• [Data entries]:
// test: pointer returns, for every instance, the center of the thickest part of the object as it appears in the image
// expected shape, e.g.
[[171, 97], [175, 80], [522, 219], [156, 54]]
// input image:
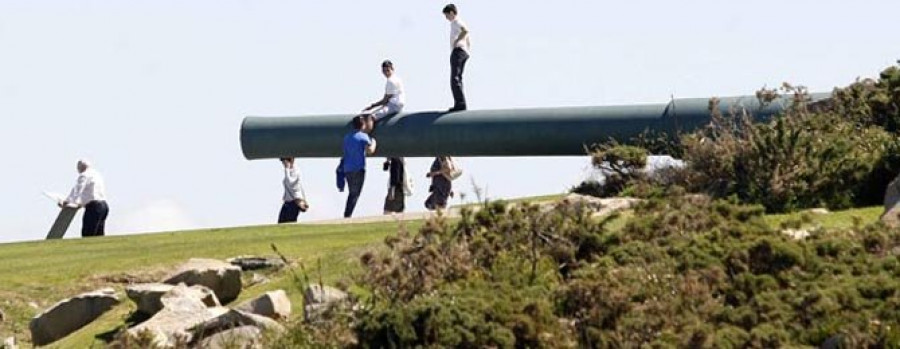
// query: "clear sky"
[[154, 91]]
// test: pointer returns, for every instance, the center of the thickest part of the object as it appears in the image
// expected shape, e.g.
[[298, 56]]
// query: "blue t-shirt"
[[355, 144]]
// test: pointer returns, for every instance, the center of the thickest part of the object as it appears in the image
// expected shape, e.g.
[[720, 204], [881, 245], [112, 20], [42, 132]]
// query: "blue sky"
[[154, 91]]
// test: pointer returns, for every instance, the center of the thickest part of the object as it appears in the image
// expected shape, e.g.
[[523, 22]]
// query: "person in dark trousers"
[[394, 202], [294, 201], [459, 43], [441, 184], [89, 192], [357, 144]]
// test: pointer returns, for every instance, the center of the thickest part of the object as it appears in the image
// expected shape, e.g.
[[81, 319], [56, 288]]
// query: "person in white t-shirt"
[[294, 200], [460, 45], [393, 100], [89, 192]]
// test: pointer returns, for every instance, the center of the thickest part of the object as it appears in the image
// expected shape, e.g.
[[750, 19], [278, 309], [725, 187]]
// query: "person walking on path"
[[357, 144], [89, 192], [394, 202], [394, 98], [460, 45], [442, 173], [294, 198]]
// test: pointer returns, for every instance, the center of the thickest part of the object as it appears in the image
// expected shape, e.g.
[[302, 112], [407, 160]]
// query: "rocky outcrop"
[[221, 277], [148, 297], [256, 262], [318, 299], [9, 343], [69, 315], [245, 337], [891, 215], [274, 305]]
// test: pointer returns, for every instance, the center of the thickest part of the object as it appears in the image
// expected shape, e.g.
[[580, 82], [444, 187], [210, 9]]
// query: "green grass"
[[45, 272], [832, 220]]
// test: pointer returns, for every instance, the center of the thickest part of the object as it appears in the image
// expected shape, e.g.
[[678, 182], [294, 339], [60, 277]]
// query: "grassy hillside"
[[44, 272]]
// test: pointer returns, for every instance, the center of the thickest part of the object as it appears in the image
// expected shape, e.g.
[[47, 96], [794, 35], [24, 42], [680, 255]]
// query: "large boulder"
[[148, 297], [319, 299], [600, 206], [69, 315], [233, 319], [273, 304], [891, 215], [221, 277], [182, 310]]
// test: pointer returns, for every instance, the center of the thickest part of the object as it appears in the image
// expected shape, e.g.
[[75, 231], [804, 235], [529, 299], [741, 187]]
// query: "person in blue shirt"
[[357, 144]]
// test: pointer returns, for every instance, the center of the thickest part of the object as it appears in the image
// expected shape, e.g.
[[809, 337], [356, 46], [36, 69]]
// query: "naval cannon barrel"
[[503, 132]]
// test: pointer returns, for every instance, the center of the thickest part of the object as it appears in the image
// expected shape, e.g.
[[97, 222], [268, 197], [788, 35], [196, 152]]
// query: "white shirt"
[[394, 87], [89, 187], [291, 184], [455, 28]]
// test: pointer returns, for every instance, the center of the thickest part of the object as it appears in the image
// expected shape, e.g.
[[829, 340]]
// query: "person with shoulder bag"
[[294, 198], [442, 173]]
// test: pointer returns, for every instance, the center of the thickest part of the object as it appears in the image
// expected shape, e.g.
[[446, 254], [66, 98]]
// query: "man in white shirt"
[[89, 192], [459, 43], [393, 100], [294, 200]]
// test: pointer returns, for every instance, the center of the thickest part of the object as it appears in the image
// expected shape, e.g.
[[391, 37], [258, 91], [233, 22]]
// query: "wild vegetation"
[[695, 265]]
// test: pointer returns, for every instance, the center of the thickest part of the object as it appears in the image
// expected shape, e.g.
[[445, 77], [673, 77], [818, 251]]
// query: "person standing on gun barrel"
[[460, 44]]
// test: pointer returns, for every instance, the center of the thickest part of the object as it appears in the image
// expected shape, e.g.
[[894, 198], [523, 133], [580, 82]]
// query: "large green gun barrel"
[[504, 132]]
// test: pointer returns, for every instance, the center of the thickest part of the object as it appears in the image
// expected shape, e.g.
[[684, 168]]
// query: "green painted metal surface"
[[506, 132]]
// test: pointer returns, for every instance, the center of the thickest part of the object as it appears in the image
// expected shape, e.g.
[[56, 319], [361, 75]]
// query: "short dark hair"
[[450, 8], [358, 122]]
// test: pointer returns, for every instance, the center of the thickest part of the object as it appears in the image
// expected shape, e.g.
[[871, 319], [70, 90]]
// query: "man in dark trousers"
[[89, 192], [395, 201], [357, 144], [459, 42]]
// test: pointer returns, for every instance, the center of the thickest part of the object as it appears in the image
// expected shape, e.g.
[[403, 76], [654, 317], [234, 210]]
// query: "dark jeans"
[[289, 212], [457, 64], [94, 221], [355, 181]]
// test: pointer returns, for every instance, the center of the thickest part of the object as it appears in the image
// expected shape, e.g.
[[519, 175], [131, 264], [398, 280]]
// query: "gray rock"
[[274, 304], [891, 215], [69, 315], [245, 337], [256, 262], [182, 310], [9, 343], [318, 300], [221, 277], [148, 297]]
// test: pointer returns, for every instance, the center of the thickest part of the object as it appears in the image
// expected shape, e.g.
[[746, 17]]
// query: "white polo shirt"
[[394, 87], [456, 26], [89, 187], [291, 185]]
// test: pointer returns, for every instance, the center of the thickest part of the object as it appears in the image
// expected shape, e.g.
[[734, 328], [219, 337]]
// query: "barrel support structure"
[[505, 132]]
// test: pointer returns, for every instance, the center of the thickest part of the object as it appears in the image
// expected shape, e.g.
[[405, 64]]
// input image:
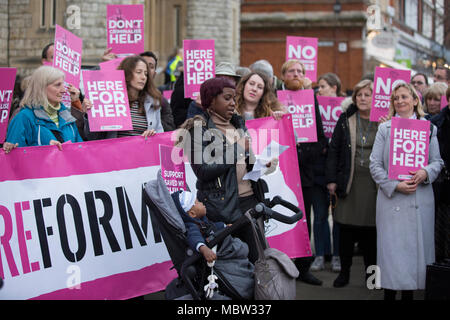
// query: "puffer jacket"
[[33, 127], [216, 181], [198, 230], [340, 161]]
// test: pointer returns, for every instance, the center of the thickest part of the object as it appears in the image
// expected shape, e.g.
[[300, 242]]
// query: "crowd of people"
[[392, 222]]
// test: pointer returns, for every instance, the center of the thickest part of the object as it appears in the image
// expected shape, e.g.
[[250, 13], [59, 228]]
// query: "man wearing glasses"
[[420, 83]]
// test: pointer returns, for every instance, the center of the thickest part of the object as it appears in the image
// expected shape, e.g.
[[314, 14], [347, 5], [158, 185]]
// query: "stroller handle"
[[261, 208]]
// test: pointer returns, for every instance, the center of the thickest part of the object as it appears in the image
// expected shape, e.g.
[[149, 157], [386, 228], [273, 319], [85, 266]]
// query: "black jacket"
[[309, 154], [339, 160], [178, 103], [217, 185]]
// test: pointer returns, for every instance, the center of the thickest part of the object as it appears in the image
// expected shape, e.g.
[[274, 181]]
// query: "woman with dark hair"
[[348, 178], [330, 85], [255, 98], [144, 99], [218, 146]]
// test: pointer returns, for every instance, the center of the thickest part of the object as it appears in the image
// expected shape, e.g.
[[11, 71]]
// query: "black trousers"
[[367, 239], [246, 233]]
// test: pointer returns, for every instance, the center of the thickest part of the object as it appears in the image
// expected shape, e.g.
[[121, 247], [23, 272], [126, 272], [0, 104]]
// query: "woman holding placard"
[[405, 209], [329, 86], [144, 99], [348, 178], [43, 119], [255, 98]]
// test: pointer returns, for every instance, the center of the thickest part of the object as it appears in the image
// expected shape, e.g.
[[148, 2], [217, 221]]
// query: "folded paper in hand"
[[272, 151]]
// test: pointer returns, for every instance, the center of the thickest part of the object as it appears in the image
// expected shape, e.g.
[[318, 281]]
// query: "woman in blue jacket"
[[43, 120]]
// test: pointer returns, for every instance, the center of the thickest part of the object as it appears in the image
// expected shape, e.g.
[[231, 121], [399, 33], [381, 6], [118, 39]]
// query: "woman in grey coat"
[[405, 209]]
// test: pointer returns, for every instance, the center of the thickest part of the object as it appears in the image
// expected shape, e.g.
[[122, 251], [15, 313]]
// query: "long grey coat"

• [Your task]: Exclude the pictures and repeat every other part of the records word for word.

• [Output of the exercise]:
// test: pointer returns, for every instance, the center of the thickest part of the object as it appears in the image
// expected shape, e.g.
[[171, 97], [175, 80], [522, 219], [156, 54]]
// input image:
// query: "clear sky"
[[154, 91]]
// test: pointer returns, for every instance, the center of the thickest part of the object as it appears in the image
// expected shape, e.g.
[[298, 56]]
// query: "blue t-shirt"
[[355, 144]]
// test: pointer returns, for every instance, the center of the thickest part of the object as it appears in the image
// expected shape, e.g.
[[720, 204], [881, 245], [112, 20], [42, 132]]
// query: "blue sky"
[[154, 91]]
// test: pointer returns, for every instance, the center of the thickest part of the object as it appears in the image
// expected shape, e.g.
[[523, 22]]
// query: "person in dark trousers"
[[394, 202], [294, 201], [459, 43], [441, 184], [89, 192], [357, 144]]
// test: pointer returns, for every instance, the center of the thickest part of the object as it appears in the image
// expected shape, e.g.
[[81, 319], [56, 288]]
// query: "person in white t-shirt"
[[294, 200], [460, 45], [393, 100], [89, 192]]
// test: pointer returns, for every instance, the center of the thickest part of the object as it appears in the image
// expected shape, e.g.
[[750, 19], [278, 309], [725, 187]]
// query: "person walking on path"
[[357, 144], [89, 192], [394, 202], [394, 98], [460, 45], [442, 173], [294, 198]]
// test: pointer returns, for every instance, the center of the thickest part of the object as it appears in the image
// expected shape, e.g.
[[302, 112], [407, 160]]
// query: "rocky outcrop"
[[221, 277], [148, 297], [256, 262], [318, 299], [9, 343], [69, 315], [245, 337], [891, 215], [274, 305]]
// test: pointer returns, for every instance, the center of the thickest part of the object as it appears in the image
// expected shape, e.g.
[[580, 82], [444, 187], [210, 9]]
// query: "green grass"
[[45, 272], [832, 220]]
// test: pointer returns, for every instance, the center of the thickest part of the object as it appears in the image
// expected shape, e.g.
[[678, 182], [294, 339], [60, 277]]
// query: "grassy hillside"
[[44, 272]]
// test: pointer returns, for every instance, the center of the thickest part of the object as it appears in the image
// expected shape, e.g.
[[47, 96], [794, 35], [24, 42], [680, 255]]
// query: "large boulder"
[[148, 297], [319, 299], [600, 206], [69, 315], [233, 319], [273, 304], [891, 215], [221, 277], [182, 310]]
// test: pointer returns, for every instance, the center of the thickest part of the object as it appears in the image
// expected shape, e.g.
[[75, 231], [804, 235], [529, 299], [741, 187]]
// query: "person in blue shirt"
[[357, 144]]
// test: pointer returns, for every instance, the center of the thickest part of the object as it appears in the image
// expected shape, e.g.
[[809, 337], [356, 46], [36, 69]]
// query: "naval cannon barrel"
[[503, 132]]
// test: pointer returns, for every instance, the center of the thickest part of the object as it appears in the image
// expected shape, e.g.
[[97, 222], [268, 197], [788, 35], [196, 152]]
// query: "white shirt"
[[394, 87], [89, 187], [291, 184], [455, 28]]
// test: pointer returns, for every instance, the center of the thickest part of the object as it appears in the image
// expected shape, e.g.
[[829, 340]]
// query: "person with shoulder bag"
[[294, 198], [442, 173]]
// test: pointer returns, for every instance, the center of the thickest part of the object as it appears in the image
// expected shape, e.g.
[[446, 254], [66, 98]]
// query: "man in white shirt"
[[89, 192], [459, 43], [393, 100], [294, 200]]
// test: pointer returns, for every instance, the center of the thickest part of the object as it appears in the image
// expected shape, e.g.
[[391, 37], [258, 91], [233, 22]]
// query: "wild vegetation"
[[695, 265]]
// test: pointer returns, for every instance, the center of the thickest part of the object as it appears in the image
// expected shape, e.g.
[[445, 77], [673, 77], [818, 251]]
// query: "person standing on gun barrel"
[[460, 44]]
// test: pointer returns, for every instance, the center of the thickest part of the object as it appears in the image
// expected shape, e.g.
[[894, 198], [523, 133], [580, 82]]
// query: "large green gun barrel"
[[504, 132]]
// test: pointer returns, for every instance, the center of the thickest part of the object as it appears in the image
// expected shape, e.g.
[[684, 168]]
// query: "green painted metal surface"
[[506, 132]]
// test: pointer returns, for every instance, the center of the thickest part of the object as it appears in the image
// expected shape, e.g.
[[56, 319], [361, 75]]
// query: "short dark hair"
[[450, 8], [358, 122]]
// test: pointer returns, for every instance, the center of the thickest part of the object as it appears in the image
// expected shape, e.g.
[[871, 319], [70, 90]]
// query: "man in dark trousers"
[[89, 192], [395, 201], [357, 144], [459, 42]]
// test: pointer returns, for every instance, the center of the thickest part of the object as it appears in the image
// expected shape, e.g.
[[403, 76], [654, 317], [234, 210]]
// query: "dark jeans"
[[289, 212], [457, 64], [94, 221], [355, 181]]
// test: pointer returns, for every instance, the center of the thickest part of the object as it appears in the image
// expected shape, e.g.
[[519, 175], [131, 264], [398, 280]]
// query: "gray rock"
[[274, 304], [891, 215], [69, 315], [245, 337], [256, 262], [182, 310], [9, 343], [318, 300], [221, 277], [148, 297]]
// test: pointer returns, for every instance, the center of the thickest part of the object as it appears in the image
// expected shape, e.g.
[[746, 17]]
// query: "white polo shirt"
[[394, 87], [456, 26], [89, 187], [291, 185]]
// test: pointer returns, for every instance, the center of the thickest part of the object as it appears in the image
// expected shape, e.g.
[[734, 328], [219, 337]]
// query: "barrel support structure"
[[505, 132]]
// test: pointer returns, for every instance, the center of the thickest part of the object as it appears in the image
// expected shape, e.g.
[[405, 64]]
// input image:
// query: "puffer jacket"
[[33, 127], [216, 181], [198, 230], [340, 161]]
// test: pointer returns, for every instance, the center of the thickest part of the object as it appears in the image
// expected shape, e.g.
[[300, 242]]
// query: "crowd of people"
[[392, 222]]
// test: pointer returns, for every instance, the center of the thickest part of the object as it appears in the image
// expected shape, e.g.
[[250, 13], [59, 228]]
// query: "man wearing glasses"
[[420, 83]]
// test: pointer returns, for every instance, the center of the thickest part of the object as it appears in the image
// expected shape, e.g.
[[314, 14], [347, 5], [158, 185]]
// query: "stroller handle"
[[261, 208]]
// test: pointer returns, for every instance, the center of the thickest part of the object as it appears in the image
// expected shape, e.g.
[[149, 157], [386, 228], [273, 319], [85, 266]]
// query: "black jacket"
[[309, 154], [339, 160], [178, 103], [217, 185]]
// test: pointer returns, for every instance, the center of the thickest part of the object as it appears in the image
// expected shape, e.g.
[[274, 181]]
// query: "woman with dark hair"
[[348, 178], [330, 85], [255, 98], [144, 99], [218, 146]]
// test: pointer returns, for every instance, the center of the thickest part of the object as it appears in the image
// expected shape, e.g.
[[11, 71]]
// query: "black trousers"
[[367, 239], [246, 233]]
// test: pointer returns, for every instance, the center of the thickest part of the object as it appears in the image
// expected shape, e.g.
[[121, 247], [23, 272], [126, 272], [0, 104]]
// query: "woman holding placard"
[[405, 209], [329, 86], [144, 99], [348, 178], [43, 119], [255, 98]]
// test: pointer returns, for every instance, the center of the thickest part of the object as it appears in the image
// expected shape, e.g.
[[148, 2], [217, 221]]
// query: "folded paper in hand"
[[272, 151]]
// test: pointer returns, for every instance, the center of the thickest part of the object as it appears in the image
// expected shape, e.g.
[[318, 281]]
// query: "woman in blue jacket"
[[43, 120]]
// test: pointer returns, for every instance, the center of the thickest part of the object as it appears in the image
// expected shape, e.g.
[[231, 121], [399, 33], [381, 6], [118, 39]]
// query: "woman in grey coat"
[[405, 209]]
// test: pointer returns, for every instance, the center of the thickest part of the object as it appears in the image
// expected shape, e.g.
[[122, 251], [15, 313]]
// query: "long grey coat"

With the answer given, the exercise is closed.